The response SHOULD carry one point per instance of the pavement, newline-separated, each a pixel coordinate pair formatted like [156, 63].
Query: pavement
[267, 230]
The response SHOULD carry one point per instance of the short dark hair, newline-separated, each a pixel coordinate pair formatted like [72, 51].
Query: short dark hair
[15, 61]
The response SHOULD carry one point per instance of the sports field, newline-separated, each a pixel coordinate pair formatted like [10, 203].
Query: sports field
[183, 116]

- _Work instructions_
Copy exactly. The range runs from the line containing "Query: pavement" through the last line of the data.

- _Answer space_
Query: pavement
[267, 230]
The response SHOULD carry one point per instance of the short dark hair, newline-separated, each a pixel coordinate pair formatted like [72, 51].
Query: short dark hair
[15, 61]
The response SHOULD carry one point per instance of the sports field, newline-separated, each a pixel coordinate pair formatted like [10, 203].
Query: sports field
[183, 116]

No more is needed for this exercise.